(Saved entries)
* * *

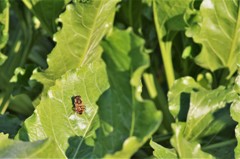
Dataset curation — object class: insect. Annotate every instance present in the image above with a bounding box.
[72,95,85,114]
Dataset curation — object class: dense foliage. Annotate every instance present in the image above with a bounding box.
[0,0,239,158]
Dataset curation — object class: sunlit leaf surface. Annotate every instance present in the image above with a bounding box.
[192,0,240,77]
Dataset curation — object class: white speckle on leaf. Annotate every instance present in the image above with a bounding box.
[77,122,87,129]
[105,23,109,28]
[69,114,87,130]
[137,85,142,93]
[70,73,78,81]
[182,78,189,85]
[203,0,214,9]
[48,90,53,98]
[85,106,92,114]
[33,69,38,74]
[69,114,76,120]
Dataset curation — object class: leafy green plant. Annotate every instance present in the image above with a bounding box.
[0,0,239,158]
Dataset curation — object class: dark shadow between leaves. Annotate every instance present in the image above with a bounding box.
[178,92,190,122]
[200,104,237,159]
[16,124,30,141]
[212,68,230,88]
[66,136,93,158]
[0,113,21,139]
[162,14,187,42]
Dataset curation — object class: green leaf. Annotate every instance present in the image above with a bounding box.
[0,52,7,65]
[0,0,9,49]
[0,133,65,158]
[153,0,191,88]
[168,76,205,119]
[231,66,240,158]
[150,140,177,159]
[17,58,109,157]
[0,113,21,138]
[184,86,237,140]
[171,123,213,158]
[33,0,119,94]
[0,1,39,115]
[16,111,47,141]
[169,77,237,140]
[93,29,162,158]
[22,0,69,35]
[17,0,119,157]
[230,100,240,158]
[28,34,54,69]
[8,94,34,116]
[115,0,142,32]
[192,0,240,77]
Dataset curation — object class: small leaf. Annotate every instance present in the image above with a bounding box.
[169,77,237,140]
[184,86,237,140]
[171,123,213,158]
[150,140,177,159]
[0,133,65,158]
[0,52,7,66]
[93,29,162,158]
[168,76,205,119]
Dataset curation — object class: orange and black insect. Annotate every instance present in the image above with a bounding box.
[72,95,85,114]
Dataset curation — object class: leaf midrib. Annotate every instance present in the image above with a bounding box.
[79,0,104,67]
[227,1,240,69]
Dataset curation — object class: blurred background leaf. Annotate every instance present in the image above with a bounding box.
[93,28,162,158]
[0,133,65,158]
[22,0,70,36]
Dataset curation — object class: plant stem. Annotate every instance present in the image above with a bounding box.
[0,89,11,114]
[159,39,175,89]
[153,2,175,89]
[143,73,173,132]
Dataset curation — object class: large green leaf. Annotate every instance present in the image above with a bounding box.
[17,58,108,157]
[93,29,162,158]
[150,140,177,159]
[22,0,69,35]
[192,0,240,77]
[0,0,9,50]
[153,0,191,87]
[16,1,119,157]
[0,133,65,158]
[33,0,119,94]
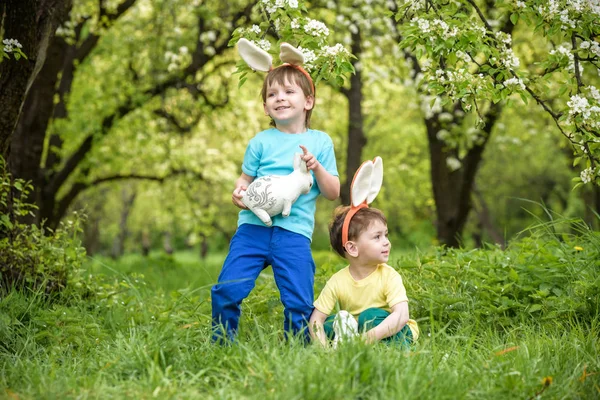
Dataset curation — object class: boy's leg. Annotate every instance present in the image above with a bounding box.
[270,227,315,342]
[323,315,336,339]
[358,308,413,346]
[211,224,270,343]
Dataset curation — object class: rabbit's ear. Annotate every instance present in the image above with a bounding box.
[238,38,272,72]
[280,43,304,66]
[349,157,383,207]
[366,157,383,203]
[350,161,373,207]
[293,153,307,172]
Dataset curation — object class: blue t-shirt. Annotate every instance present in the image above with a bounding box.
[238,128,338,240]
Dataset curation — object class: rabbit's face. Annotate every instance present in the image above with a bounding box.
[301,175,314,194]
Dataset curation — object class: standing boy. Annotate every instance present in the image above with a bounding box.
[211,55,340,342]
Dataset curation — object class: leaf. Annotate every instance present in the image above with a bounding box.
[519,92,529,104]
[528,304,542,313]
[1,214,13,230]
[510,13,519,25]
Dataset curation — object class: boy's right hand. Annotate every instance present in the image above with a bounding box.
[232,186,248,209]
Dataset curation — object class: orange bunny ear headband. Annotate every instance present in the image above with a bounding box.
[342,157,384,247]
[237,38,315,95]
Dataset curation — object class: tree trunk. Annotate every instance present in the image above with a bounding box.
[8,36,72,225]
[163,231,173,255]
[427,104,501,247]
[200,234,209,259]
[473,184,505,248]
[141,230,151,256]
[111,186,136,259]
[0,0,72,160]
[340,29,366,205]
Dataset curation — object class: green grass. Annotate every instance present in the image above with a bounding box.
[2,222,600,399]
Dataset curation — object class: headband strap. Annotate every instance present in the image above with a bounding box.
[341,203,368,247]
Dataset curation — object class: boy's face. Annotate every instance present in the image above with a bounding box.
[352,219,391,265]
[263,79,314,128]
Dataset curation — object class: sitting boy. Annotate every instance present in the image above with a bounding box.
[309,206,419,347]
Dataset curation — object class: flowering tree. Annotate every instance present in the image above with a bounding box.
[389,0,600,245]
[229,0,355,87]
[396,0,600,185]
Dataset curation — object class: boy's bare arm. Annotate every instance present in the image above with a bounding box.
[312,166,340,200]
[308,308,329,347]
[299,145,340,200]
[363,302,410,343]
[232,172,255,209]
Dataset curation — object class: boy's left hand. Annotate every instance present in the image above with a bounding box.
[299,145,320,171]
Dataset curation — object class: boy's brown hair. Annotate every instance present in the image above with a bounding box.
[329,206,387,258]
[261,65,315,128]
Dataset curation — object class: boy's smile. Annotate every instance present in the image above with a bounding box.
[264,79,314,132]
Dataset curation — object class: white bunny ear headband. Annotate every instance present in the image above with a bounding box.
[237,38,315,94]
[342,157,384,247]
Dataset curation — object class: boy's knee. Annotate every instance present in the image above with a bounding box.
[358,308,389,327]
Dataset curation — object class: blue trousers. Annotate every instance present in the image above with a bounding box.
[211,224,316,342]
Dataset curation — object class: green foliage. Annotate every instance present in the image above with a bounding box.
[0,158,86,294]
[399,217,600,332]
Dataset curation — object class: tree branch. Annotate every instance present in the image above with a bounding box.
[55,168,206,223]
[465,0,493,32]
[571,33,584,93]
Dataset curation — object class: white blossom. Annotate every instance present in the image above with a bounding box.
[568,94,590,115]
[250,24,261,34]
[588,85,600,102]
[580,167,596,184]
[436,129,450,140]
[304,19,330,37]
[322,43,349,57]
[501,48,520,69]
[287,0,298,8]
[205,46,216,56]
[413,18,431,34]
[446,157,462,171]
[455,50,471,64]
[200,31,217,43]
[254,39,271,51]
[297,46,317,70]
[420,95,443,118]
[503,77,526,90]
[2,38,22,53]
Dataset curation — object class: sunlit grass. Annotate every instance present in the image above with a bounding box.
[2,218,600,398]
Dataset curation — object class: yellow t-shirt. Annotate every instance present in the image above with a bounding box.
[314,263,419,340]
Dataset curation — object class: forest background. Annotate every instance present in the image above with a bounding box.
[2,0,600,256]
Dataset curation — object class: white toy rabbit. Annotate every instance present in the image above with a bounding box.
[241,153,314,227]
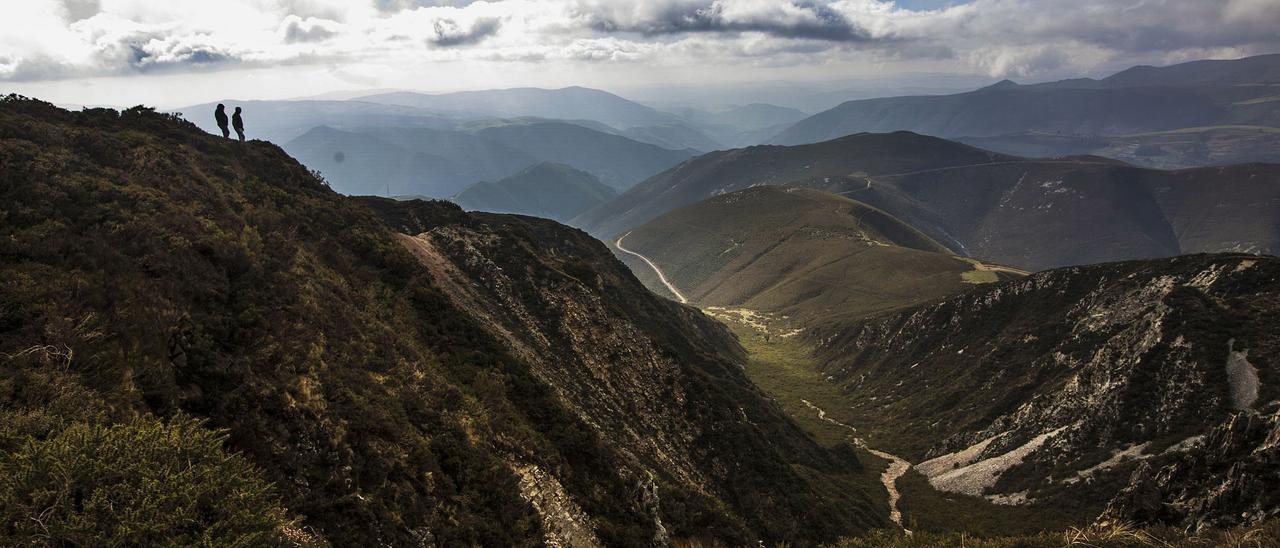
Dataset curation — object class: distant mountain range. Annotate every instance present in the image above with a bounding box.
[770,54,1280,169]
[284,120,696,197]
[451,162,616,223]
[355,86,684,130]
[176,99,457,144]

* * *

*Work to be completed*
A verbatim printout of the entries above is expected, free of pictures.

*Problem solution*
Dataset curation — object class: insect. Annotate every instance present in the image above with a bounding box.
[72,95,85,114]
Dataset curation — object class: dense foliage. Annotate every instance present in the image above with a bounding box.
[0,0,239,158]
Dataset curation — object class: sunlit leaf surface. Annotate every instance present in the image above with a bounding box.
[192,0,240,77]
Dataset curation — object class: white speckle on leaf. Annotate every instance present in the image above with a bounding box.
[77,122,87,129]
[105,23,109,28]
[69,114,87,130]
[137,85,142,93]
[70,73,78,81]
[182,78,189,85]
[203,0,214,9]
[48,90,53,98]
[85,106,92,114]
[33,69,38,74]
[69,114,76,120]
Dataset curation — object class: leafy green plant. Annotate every instance present in the image above with a bounding box.
[0,0,239,158]
Dataset curation — object class: dark shadow between leaves. Annotate every instance present in the image above with a bounding box.
[178,92,190,122]
[200,104,237,159]
[16,124,30,141]
[212,68,230,88]
[66,136,93,158]
[0,113,21,139]
[162,14,187,42]
Dataset curation — object class: green leaf. Annotate every instance present in the image above with a bounding box.
[0,52,7,65]
[0,0,9,49]
[0,133,65,158]
[153,0,191,88]
[168,76,205,119]
[231,66,240,158]
[150,140,177,159]
[17,58,109,157]
[0,113,21,138]
[184,86,237,140]
[171,123,213,158]
[33,0,119,94]
[0,1,39,115]
[16,111,47,141]
[169,77,237,140]
[93,29,162,158]
[22,0,69,35]
[17,0,119,157]
[230,100,240,158]
[28,34,54,69]
[8,94,34,116]
[115,0,142,32]
[192,0,240,77]
Dataset curation — object class: small leaf. Annotate every instance present in the image above with a bounding box.
[169,77,237,140]
[184,86,237,140]
[171,123,213,158]
[150,140,177,159]
[0,133,65,158]
[0,52,7,66]
[93,29,162,158]
[168,76,205,119]
Dataset curation — object class: orange and black insect. Annotate every instance present in the image above with a bounding box.
[72,95,85,114]
Dataset curation — object class: leaf midrib. Annotate every instance present in the image above with a bounding box.
[79,0,104,67]
[227,1,240,69]
Dataset curation — object class: blurred background leaf. Annotate every instance present in the image above with a bounding box.
[93,28,162,158]
[0,133,65,158]
[22,0,70,36]
Dataset curation — object class: plant stem. Annotate every instance present in the image above with a bounding box.
[0,89,11,114]
[159,39,175,89]
[153,2,175,89]
[143,73,173,132]
Dataset curation — object class: large green leaf. Annotate every instance present in the image above with a bounding box.
[17,58,108,157]
[93,29,162,158]
[150,140,177,159]
[22,0,69,35]
[192,0,240,77]
[0,0,9,50]
[153,0,191,87]
[16,1,119,157]
[0,133,65,158]
[33,0,119,94]
Dataset curation — object class: boy's leg. Annotate every instance present in the image above with a bounding box.
[270,227,315,342]
[323,315,336,339]
[358,308,413,346]
[211,224,270,343]
Dataset curation — object class: rabbit's ear. Annotate every instance present in the image above with a bounding box.
[238,38,272,72]
[280,43,304,66]
[349,157,383,207]
[366,157,383,203]
[350,161,373,207]
[293,153,307,172]
Dataset curation — object class: blue t-shirt. Annotate every instance present in the image above with a bounding box.
[238,128,338,240]
Dataset curation — object class: rabbit's face. Annotate every instance present in the image above with a bounding box.
[301,175,314,194]
Dataset curation — object class: standing boy. Annotate every instance present in the image above with a bounding box.
[211,55,340,342]
Dataset curation — object class: leaf. Annotate every instance present in the image above with a bounding box.
[519,92,529,104]
[528,304,542,313]
[1,214,13,230]
[510,13,519,25]
Dataset curation — object class: boy's right hand. Annotate every instance present in the image above with a bounding box.
[232,186,248,209]
Dataset curation — object class: orange bunny ear headband. Annotate every instance present in the image above with a bounding box.
[342,157,384,247]
[237,38,315,95]
Dataset curation — object class: tree trunk. Annotate every instance present in the image above with a bounding box.
[8,36,72,225]
[163,231,173,255]
[427,104,501,247]
[200,234,209,259]
[473,184,505,248]
[141,230,151,256]
[111,186,136,259]
[0,0,72,160]
[340,29,366,205]
Dataset curation — object class: green grass. Annotate every instance present in the image above with a bounding box.
[2,222,600,399]
Dataset curation — object class: headband strap. Annotate every instance present in the image above with a bounding box.
[341,203,368,247]
Dataset curation — object class: boy's face. Annotate every instance present in the image above with a bounding box.
[352,219,391,265]
[263,79,314,128]
Dataset curation — object class: sitting boy. Annotate every instance present in the image above with a bounding box.
[309,206,419,347]
Dataset curation — object class: flowering tree. Annotate every instance present in the image above with a bounding box.
[389,0,600,245]
[229,0,355,87]
[396,0,600,185]
Dataset curation — object class: boy's bare arm. Annotate every instance present in the image above with a bounding box.
[312,166,340,200]
[308,308,329,347]
[299,145,340,200]
[363,302,410,343]
[232,172,255,209]
Dataset curation — object class: boy's left hand. Annotate every instance present in the image above with a bounding box.
[299,145,320,171]
Dataset curation — object class: boy's brown hair. Annotate every instance present in the image above with a bounding box.
[329,206,387,258]
[261,65,315,128]
Dataset curation — object class: boy's smile. Annotate every instance present in the image above with a bounding box.
[264,79,314,132]
Dataset curation — object class: white bunny ear headband. Annotate every instance present in the image above with a bounding box.
[237,38,315,94]
[342,157,384,247]
Dataset curation — object class: boy's knee. Annotate every instance present in the image above with a bounding box.
[358,308,389,327]
Dataset curation — object class: blue trousers. Annotate every instance present in the image above with a bounding box.
[211,224,316,342]
Dataset curation — object class: green foliage. Annotate every instance present in the image above with a bounding box.
[0,158,86,294]
[399,217,600,332]
Dataset curation — object class: tree branch. Annotate every instance present in the image above with a bounding box.
[55,168,206,223]
[465,0,493,32]
[571,33,584,93]
Dataset curation — object class: white blossom. Annotate every instance present in the image above with a bounding box.
[568,94,590,115]
[250,24,261,34]
[588,85,600,102]
[580,167,596,184]
[436,129,450,140]
[304,19,330,37]
[322,43,349,57]
[501,48,520,69]
[287,0,298,8]
[205,46,216,56]
[413,18,431,34]
[446,157,462,171]
[455,50,471,64]
[200,31,217,43]
[254,39,271,51]
[297,46,317,70]
[420,95,443,118]
[503,77,526,90]
[2,38,22,53]
Dataset curation — object class: sunlit grass. Annotate every instance present in the image above with a bounding box.
[2,218,600,398]
Dataset curation — object class: yellow t-shirt. Annotate every instance present in the image above with a bounding box.
[314,263,419,340]
Dataset curation — object class: forest background. Annotate every instance present in the image above with a bounding box.
[2,0,600,256]
Dataset curation — object class: white toy rabbit. Annotate every instance present in the image above with a bounding box.
[241,153,314,227]
Dataset curation — object class: distant mountain range. Annotate every instance present in the image above with a bounding box.
[770,54,1280,169]
[284,120,696,197]
[451,162,616,223]
[355,86,684,130]
[176,99,457,144]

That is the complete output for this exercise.